| What is needed |
Only an exact copy of the records below will serve as the answer.

| Data listing |
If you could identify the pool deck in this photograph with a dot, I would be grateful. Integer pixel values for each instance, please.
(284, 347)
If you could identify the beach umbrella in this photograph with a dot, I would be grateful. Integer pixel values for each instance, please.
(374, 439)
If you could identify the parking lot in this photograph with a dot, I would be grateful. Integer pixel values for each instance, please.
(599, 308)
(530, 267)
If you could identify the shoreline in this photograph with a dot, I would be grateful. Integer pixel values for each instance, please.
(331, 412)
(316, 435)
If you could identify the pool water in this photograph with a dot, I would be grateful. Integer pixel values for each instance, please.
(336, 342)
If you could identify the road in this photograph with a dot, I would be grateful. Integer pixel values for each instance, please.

| Finished task |
If you could identify the pool deck in this photograph with a dot, I would be grateful. Integer pixel values for each instance, please.
(284, 347)
If you could identify the beach umbrella in this photograph with a dot, I would be grateful. Integer pixel values for each instance, please.
(374, 439)
If you could identify the parking lot in this photograph with a dot, I would be grateful. Integer pixel values for each instance, please.
(599, 308)
(530, 267)
If you could identify the shoreline in this photograph with a dot, I would be grateful. Integer pixel values for each instance, please.
(331, 412)
(316, 435)
If you could identify the pool water in this photograph with a dot, I would be grateful. Integer pixel values for each instance, please.
(336, 342)
If you could identify the road in this photograph with a dot, I would be grateful. Integer pixel values for each instance, please.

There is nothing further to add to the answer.